From the data below, gather each line that contains the word "instance" and copy those lines out.

══════════════════════════════

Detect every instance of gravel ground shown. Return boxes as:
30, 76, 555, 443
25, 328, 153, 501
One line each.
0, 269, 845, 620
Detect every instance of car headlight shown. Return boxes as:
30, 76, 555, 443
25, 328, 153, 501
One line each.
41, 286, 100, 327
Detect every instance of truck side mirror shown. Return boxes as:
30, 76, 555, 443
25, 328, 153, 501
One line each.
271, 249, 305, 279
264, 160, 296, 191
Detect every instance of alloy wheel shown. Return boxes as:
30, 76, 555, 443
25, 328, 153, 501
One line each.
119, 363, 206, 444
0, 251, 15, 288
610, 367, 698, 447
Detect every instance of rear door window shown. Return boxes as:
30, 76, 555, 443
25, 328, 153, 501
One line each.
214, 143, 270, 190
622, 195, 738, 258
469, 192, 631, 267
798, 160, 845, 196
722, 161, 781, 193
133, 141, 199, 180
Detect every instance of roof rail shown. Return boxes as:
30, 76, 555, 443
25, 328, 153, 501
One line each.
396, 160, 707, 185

══════════════════════════════

» **SOLUTION**
Detect every instance of gravel ground shown. Return boxes as:
Detect every instance of car headlight shown. Return boxes as:
Detect every instance of truck side mirror shown. Return boxes as:
Detect every instance of alloy wheel shown. Return boxes as:
Detect every instance of rear door window shown. Return boxes as:
Detect every instance of roof rail shown. Return boxes as:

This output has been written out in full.